** Begin **

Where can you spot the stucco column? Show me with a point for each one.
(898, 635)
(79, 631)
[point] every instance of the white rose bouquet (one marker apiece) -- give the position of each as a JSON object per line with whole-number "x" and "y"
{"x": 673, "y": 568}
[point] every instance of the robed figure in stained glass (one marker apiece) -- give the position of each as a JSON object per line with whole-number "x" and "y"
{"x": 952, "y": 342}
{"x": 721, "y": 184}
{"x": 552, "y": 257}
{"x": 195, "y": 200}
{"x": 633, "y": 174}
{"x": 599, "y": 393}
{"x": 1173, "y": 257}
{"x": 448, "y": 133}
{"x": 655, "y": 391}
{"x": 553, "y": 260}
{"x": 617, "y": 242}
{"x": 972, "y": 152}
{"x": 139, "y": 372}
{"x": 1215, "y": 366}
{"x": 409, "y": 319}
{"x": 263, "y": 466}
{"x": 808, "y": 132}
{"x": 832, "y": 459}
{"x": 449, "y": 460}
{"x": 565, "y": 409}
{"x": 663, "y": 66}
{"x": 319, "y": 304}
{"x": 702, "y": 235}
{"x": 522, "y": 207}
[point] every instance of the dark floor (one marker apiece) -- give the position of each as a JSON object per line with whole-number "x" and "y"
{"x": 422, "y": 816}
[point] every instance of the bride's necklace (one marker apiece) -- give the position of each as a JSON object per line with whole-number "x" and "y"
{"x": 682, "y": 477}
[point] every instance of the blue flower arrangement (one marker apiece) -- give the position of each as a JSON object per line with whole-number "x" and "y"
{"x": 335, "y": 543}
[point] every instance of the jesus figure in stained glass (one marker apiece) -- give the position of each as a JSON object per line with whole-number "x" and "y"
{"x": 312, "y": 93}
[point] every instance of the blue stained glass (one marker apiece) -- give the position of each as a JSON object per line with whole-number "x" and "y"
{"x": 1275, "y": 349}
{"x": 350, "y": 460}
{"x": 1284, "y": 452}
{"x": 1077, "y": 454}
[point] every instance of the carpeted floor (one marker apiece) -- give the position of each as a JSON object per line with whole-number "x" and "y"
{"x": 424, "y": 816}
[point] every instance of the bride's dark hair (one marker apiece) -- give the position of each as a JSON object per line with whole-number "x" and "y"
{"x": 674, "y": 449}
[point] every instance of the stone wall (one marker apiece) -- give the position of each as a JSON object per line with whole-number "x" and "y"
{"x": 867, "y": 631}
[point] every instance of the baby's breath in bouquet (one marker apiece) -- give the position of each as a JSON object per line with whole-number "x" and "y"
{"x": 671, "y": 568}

** End **

**Task directions**:
Exactly as shown, repeat every record.

**Task answer**:
Where can you spot the stucco column? Show me with a point for each one.
(898, 635)
(79, 631)
[point] every instance of the white rose bouquet (one marker apiece) -- give the position of each as a JSON object per line with whole-number "x" and "y"
{"x": 673, "y": 568}
[point] every instance of the robed figure in stained glass (one marker apiece) -- give the position of each as a JSON object per line with whole-number "x" and "y"
{"x": 952, "y": 342}
{"x": 721, "y": 184}
{"x": 552, "y": 257}
{"x": 195, "y": 200}
{"x": 633, "y": 174}
{"x": 599, "y": 393}
{"x": 1173, "y": 257}
{"x": 448, "y": 133}
{"x": 655, "y": 391}
{"x": 553, "y": 260}
{"x": 617, "y": 242}
{"x": 972, "y": 152}
{"x": 139, "y": 372}
{"x": 1215, "y": 366}
{"x": 409, "y": 319}
{"x": 263, "y": 466}
{"x": 808, "y": 132}
{"x": 832, "y": 459}
{"x": 449, "y": 460}
{"x": 565, "y": 409}
{"x": 663, "y": 66}
{"x": 319, "y": 304}
{"x": 702, "y": 235}
{"x": 522, "y": 207}
[point] every instance of the dark floor (one marker apiece) -- give the position of each as a JSON object per line with whole-number "x" and "y"
{"x": 422, "y": 816}
[point] every instance of the bride's necklace (one marker apiece) -- give the position of each as a JSON object per line with whole-number "x" and "y"
{"x": 682, "y": 477}
[point] every instance of the blue flower arrangement (one marker apiece) -- give the position of each as a JSON object per line with whole-number "x" and "y"
{"x": 335, "y": 543}
[point] every instance of the jesus figure in stained glass (one marker apiece) -- give the position of each as a JSON object per line with whole-number "x" and "y"
{"x": 312, "y": 93}
[point] every instance of the blue stained glass (one marker apiece) -- give the position of each as a JSON object per line with whole-number "x" and "y"
{"x": 1275, "y": 349}
{"x": 350, "y": 460}
{"x": 1284, "y": 452}
{"x": 1077, "y": 454}
[point] every instance of the carpeted floor (one marker apiece) -- give the position of each as a JSON object per line with whole-number "x" and "y"
{"x": 424, "y": 816}
[point] every instance of the bride's dark hair (one marker apiece) -- give the position of each as a JSON object per line with whole-number "x" and "y"
{"x": 674, "y": 449}
[point] every instance of the stone wall (one marker apiece) -- give the position of each as a JSON object per line with whole-number "x" and "y"
{"x": 867, "y": 631}
[point] every instance of the baby's breath in bouquet (one marker apiece) -- give the position of each as a JSON object per line with whole-number "x" and "y"
{"x": 671, "y": 568}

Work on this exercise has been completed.